**Prompt 1**. According to the Waste Connections operating-results excerpt, how much did total revenues increase for the three months ended September 30, 2001?
**Prompt 2**. Continue the Waste Connections operating-results discussion, picking up right after its final sentence.

We accrue for estimated landfill closure and post-closure maintenance costs at
the landfills we own. Under applicable regulations, Waste Connections and Madera
County, as operator and owner, respectively, are jointly liable for closure and
post-closure liabilities with respect to the Fairmead Landfill. We have not
accrued for such liabilities because Madera County, as required by state law,
has established a special fund into which it deposits a portion of tipping fee
surcharges to pay such liabilities. Consequently, we do not believe that we had
any financial obligation for closure and post-closure costs for the Fairmead
Landfill as of September 30, 2001. We will have additional material financial
obligations relating to closure and post-closure costs of the other disposal
facilities that we currently own or operate and that we may own or operate in
the future. Waste Connections accrues and will accrue for those obligations,
based on engineering estimates of consumption of permitted landfill airspace
over the useful life of such landfills.

RESULTS OF OPERATIONS FOR THE THREE AND NINE MONTHS ENDED SEPTEMBER 30, 2000
AND 2001

The following table sets forth items in Waste Connections' consolidated
statement of operations as a percentage of revenues for the periods indicated.

                                  THREE MONTHS ENDED       NINE MONTHS ENDED
                                     SEPTEMBER 30,           SEPTEMBER 30,
                                   2000        2001        2000        2001
                                ----------  ----------  ----------  ----------
Revenues                             100.0%      100.0%      100.0%      100.0%
Cost of operations                    57.3        56.1        57.6        55.6
Selling, general and
    administrative expenses            8.2         7.9         8.4         8.2
Depreciation and
    amortization expense               8.9         9.3         8.9         9.4
Stock compensation                     0.1           -         0.1           -
Acquisition related expenses             -           -           -           -
                                ----------  ----------  ----------  ----------
Operating income                      25.5        26.7        25.0        26.8

Interest expense, net                 (9.1)       (7.3)       (9.6)       (8.1)
Other expense, net                       -        (0.1)       (0.4)       (3.9)
Minority interests                       -        (1.9)          -        (1.9)
Extraordinary item                       -           -           -        (0.1)
Income tax expense                    (6.6)       (6.9)       (6.1)       (5.1)
                                ----------  ----------  ----------  ----------
Net income                            9.8%        10.5%        8.9%        7.7%
                                ==========  ==========  ==========  ==========

                                       13


REVENUES. Total revenues increased $16.2 million, or 19.8%, to $97.7 million for
the three months ended September 30, 2001 from $81.5 million for the three
months ended September 30, 2000. Revenues for the nine months ended September
30, 2001 increased $55.3 million, or 24.9%, to $276.8 million from $221.5
million for the nine months ended September 30, 2000. These increases were
primarily attributable to the inclusion of the acquisitions closed throughout
the balance of 2000 and the first nine months of 2001 and selected price
increases, partially offset by a decline in commodity prices.

COST OF OPERATIONS. Total cost of operations increased $8.1 million, or 17.3%,
to $54.8 million for the three months ended September 30, 2001 from $46.7
million for the three months ended September 30, 2000. Cost of operations for
the nine months ended September 30, 2001 increased $26.3 million, or 20.7%, to
$153.9 million from $127.6 million for the nine months ended September 30, 2000.

**Material provided**.
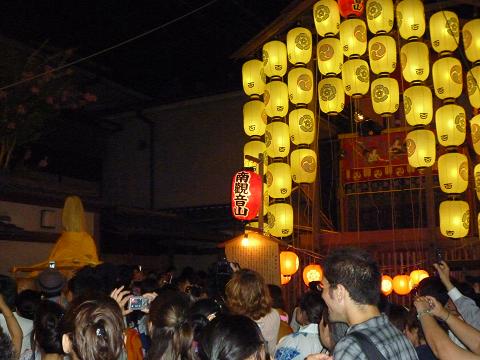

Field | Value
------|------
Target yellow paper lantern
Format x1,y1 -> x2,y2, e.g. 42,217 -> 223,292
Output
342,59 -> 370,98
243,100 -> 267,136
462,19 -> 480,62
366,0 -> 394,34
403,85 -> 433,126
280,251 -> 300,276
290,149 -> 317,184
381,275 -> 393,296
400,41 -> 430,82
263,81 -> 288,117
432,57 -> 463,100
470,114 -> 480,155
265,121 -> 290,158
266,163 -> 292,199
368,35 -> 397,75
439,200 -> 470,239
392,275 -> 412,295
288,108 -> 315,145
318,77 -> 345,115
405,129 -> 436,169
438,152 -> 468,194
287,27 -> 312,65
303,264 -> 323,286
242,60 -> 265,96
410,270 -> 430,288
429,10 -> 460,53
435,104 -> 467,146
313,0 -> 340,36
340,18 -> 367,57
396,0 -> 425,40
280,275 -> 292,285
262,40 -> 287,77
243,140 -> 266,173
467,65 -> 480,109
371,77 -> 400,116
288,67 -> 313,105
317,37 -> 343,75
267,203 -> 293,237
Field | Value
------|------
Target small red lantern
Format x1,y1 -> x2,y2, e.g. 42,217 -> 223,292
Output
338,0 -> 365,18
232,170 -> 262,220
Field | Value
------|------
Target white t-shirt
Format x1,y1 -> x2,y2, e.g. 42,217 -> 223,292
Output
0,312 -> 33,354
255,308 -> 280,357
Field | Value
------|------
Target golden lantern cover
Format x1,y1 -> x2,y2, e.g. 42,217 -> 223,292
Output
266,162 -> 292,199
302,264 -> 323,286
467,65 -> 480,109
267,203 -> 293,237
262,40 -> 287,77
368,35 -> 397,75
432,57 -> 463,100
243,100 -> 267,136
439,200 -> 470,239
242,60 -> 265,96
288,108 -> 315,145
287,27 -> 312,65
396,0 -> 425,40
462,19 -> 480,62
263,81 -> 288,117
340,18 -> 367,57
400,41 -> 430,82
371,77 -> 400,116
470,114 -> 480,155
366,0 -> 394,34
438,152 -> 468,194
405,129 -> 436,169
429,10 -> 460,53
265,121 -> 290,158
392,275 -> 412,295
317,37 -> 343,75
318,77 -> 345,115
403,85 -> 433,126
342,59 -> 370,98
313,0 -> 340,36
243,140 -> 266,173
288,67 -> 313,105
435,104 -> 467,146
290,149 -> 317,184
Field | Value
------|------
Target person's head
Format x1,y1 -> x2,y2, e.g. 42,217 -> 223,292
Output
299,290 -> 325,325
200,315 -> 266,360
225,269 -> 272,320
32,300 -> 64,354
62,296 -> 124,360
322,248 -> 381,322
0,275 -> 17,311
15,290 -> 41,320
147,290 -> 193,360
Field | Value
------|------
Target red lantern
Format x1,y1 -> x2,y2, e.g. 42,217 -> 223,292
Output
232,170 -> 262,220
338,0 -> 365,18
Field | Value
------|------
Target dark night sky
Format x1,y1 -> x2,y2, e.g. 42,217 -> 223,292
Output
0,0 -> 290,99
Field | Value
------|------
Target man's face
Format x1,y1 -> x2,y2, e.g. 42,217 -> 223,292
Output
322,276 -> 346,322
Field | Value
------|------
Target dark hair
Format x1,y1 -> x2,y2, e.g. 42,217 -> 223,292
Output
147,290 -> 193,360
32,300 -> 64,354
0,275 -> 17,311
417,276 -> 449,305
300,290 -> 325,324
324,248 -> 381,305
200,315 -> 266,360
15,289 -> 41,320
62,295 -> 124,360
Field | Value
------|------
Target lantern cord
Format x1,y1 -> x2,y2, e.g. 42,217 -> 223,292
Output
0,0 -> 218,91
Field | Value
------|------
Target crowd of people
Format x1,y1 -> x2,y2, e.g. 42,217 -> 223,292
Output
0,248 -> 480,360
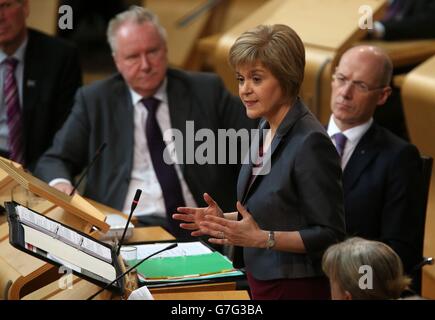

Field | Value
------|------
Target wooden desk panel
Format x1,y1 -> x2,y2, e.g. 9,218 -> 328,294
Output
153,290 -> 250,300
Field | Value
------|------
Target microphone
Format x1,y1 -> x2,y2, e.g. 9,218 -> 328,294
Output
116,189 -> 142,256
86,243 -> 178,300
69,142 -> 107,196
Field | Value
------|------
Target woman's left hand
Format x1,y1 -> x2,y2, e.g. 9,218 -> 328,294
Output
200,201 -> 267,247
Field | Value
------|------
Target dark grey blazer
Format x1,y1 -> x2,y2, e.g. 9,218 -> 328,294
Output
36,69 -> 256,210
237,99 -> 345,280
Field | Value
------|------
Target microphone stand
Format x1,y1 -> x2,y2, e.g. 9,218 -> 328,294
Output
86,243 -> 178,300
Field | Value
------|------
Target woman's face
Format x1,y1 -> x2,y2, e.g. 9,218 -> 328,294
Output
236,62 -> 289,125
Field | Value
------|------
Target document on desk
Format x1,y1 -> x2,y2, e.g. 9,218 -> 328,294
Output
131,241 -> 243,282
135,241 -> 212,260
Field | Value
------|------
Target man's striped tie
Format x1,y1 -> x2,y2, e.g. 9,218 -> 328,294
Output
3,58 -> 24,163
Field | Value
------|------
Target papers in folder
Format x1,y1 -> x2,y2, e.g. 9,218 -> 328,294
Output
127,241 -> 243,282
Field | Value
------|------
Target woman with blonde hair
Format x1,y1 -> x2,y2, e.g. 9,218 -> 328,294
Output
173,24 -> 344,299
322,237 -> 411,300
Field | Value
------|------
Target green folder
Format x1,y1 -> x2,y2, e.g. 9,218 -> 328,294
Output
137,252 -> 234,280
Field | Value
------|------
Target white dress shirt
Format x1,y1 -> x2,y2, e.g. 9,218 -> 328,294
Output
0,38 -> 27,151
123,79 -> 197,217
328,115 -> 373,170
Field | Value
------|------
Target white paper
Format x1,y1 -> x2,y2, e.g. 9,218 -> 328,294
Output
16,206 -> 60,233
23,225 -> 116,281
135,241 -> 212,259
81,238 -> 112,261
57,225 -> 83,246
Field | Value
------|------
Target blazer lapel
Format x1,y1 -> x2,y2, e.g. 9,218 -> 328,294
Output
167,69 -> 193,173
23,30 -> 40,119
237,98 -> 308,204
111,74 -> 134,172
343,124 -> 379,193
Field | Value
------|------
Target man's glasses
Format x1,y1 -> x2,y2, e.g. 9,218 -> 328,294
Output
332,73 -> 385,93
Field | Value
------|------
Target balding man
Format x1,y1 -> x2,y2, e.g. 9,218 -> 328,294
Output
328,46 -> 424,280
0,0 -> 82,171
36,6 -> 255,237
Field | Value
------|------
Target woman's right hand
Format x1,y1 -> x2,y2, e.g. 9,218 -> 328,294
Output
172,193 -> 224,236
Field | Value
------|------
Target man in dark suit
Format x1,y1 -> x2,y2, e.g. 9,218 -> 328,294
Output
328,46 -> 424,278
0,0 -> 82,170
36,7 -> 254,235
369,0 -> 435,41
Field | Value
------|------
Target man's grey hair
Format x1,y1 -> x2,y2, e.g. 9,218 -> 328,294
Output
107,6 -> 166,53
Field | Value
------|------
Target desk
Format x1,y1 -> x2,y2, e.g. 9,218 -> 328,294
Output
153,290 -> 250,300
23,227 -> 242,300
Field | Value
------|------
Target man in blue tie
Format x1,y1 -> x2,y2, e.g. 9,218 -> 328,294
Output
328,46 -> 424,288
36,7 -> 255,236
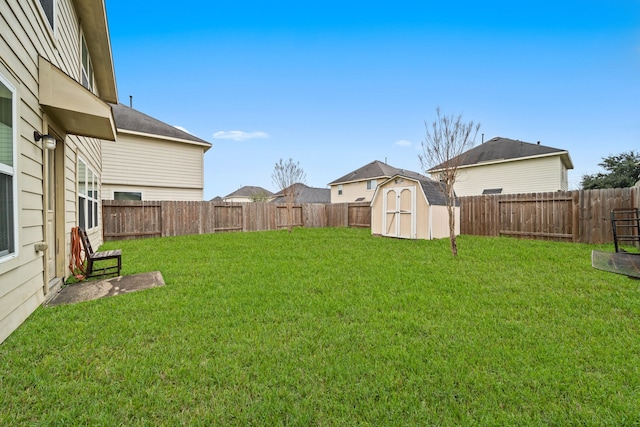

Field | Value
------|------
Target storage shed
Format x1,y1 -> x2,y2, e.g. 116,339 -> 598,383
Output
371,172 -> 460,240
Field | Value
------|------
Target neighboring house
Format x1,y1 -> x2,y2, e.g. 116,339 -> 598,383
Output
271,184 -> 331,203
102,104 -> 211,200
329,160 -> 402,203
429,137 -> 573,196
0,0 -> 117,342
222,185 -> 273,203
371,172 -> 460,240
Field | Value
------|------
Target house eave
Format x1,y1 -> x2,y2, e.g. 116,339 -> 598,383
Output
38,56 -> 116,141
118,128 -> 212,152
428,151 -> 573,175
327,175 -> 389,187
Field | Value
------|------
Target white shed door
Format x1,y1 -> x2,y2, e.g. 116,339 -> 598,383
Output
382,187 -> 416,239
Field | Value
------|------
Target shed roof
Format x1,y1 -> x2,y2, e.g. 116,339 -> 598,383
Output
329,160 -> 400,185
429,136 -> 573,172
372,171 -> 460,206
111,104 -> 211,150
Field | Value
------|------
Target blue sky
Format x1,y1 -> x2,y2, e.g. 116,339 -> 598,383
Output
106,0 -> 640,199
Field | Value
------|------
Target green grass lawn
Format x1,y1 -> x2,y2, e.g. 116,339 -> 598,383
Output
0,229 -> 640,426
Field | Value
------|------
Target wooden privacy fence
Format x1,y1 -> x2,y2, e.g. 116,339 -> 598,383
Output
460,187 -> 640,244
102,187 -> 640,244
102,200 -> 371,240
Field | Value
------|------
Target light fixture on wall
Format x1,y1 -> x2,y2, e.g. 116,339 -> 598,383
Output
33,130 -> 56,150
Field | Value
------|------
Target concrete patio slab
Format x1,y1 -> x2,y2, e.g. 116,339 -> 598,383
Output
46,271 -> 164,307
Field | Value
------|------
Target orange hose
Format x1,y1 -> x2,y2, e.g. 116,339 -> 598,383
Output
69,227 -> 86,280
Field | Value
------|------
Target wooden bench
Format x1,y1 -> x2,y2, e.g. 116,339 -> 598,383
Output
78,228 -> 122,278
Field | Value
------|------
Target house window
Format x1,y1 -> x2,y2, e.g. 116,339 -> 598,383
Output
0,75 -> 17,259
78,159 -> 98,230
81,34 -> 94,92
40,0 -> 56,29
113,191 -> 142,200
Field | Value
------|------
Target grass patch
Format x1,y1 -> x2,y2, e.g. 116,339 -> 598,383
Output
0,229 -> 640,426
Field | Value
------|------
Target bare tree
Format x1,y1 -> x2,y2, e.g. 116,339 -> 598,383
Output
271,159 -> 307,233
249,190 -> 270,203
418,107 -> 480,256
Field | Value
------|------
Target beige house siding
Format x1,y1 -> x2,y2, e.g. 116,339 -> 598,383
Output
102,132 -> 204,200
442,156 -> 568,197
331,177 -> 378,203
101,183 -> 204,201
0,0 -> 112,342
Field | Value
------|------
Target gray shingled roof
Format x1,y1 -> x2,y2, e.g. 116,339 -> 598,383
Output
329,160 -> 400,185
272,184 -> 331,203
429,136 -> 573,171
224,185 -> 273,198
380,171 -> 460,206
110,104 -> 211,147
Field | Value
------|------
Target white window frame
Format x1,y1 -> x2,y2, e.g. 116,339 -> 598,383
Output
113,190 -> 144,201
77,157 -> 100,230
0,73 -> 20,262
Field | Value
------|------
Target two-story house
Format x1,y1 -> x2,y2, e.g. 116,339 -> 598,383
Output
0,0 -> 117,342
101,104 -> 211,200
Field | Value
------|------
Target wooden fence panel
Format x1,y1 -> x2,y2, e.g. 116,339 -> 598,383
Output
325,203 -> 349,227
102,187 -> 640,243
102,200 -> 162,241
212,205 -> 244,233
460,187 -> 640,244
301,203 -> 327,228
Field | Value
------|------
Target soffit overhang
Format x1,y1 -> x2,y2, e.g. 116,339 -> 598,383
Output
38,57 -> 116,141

**Right answer 1**. They rose $16.2 million, or 19.8%, to $97.7 million.

**Right answer 2**.
The increase was primarily attributable to acquisitions closed over the balance
of 2000 and the first nine months of 2001. Cost of operations as a percentage of
revenues declined 1.2 percentage points to 56.1% for the three months ended
September 30, 2001 from 57.3% for the three months ended September 30, 2000.
Cost of operations as a percentage of revenues for the nine months ended
September 30, 2001 declined 2.0 percentage points to 55.6% from 57.6% for the
nine months ended September 30, 2000. These decreases as a percentage of
revenues were primarily attributable to the effect of tuck-in acquisitions
closed during the course of 2000 and the first nine months of 2001, greater
integration of collection volumes into landfills we own or operate and selective
price increases.

SG&A. SG&A expenses increased $1.0 million, or 15.1%, to $7.7 million for the
three months ended September 30, 2001 from $6.7 million for the three months
ended September 30, 2000. SG&A expenses for the nine months ended September 30,
2001 increased $4.1 million, or 21.9%, to $22.6 million from $18.5 million for
the nine months ended September 30, 2000. Our SG&A increased as a result of
additional personnel from companies acquired and additional corporate overhead
to accommodate our growth. SG&A as a percentage of revenues decreased 0.3
percentage points to 7.9% for the three months ended September 30, 2001 from
8.2% for the three months ended September 30, 2000. SG&A as a percentage of
revenues decreased 0.2 percentage points to 8.2% for the nine months ended
September 30, 2001 from 8.4% for the nine months ended September 30, 2000. The
decrease in SG&A as a percentage of revenues was the result of spreading
overhead expenses over a larger base of revenue from the acquisitions completed
in the course of 2000 and the first nine months of 2001.

DEPRECIATION AND AMORTIZATION. Depreciation and amortization expense increased
$1.8 million, or 24.9% to $9.1 million for the three months ended September 30,
2001 from $7.3 million for the three months ended September 30, 2000.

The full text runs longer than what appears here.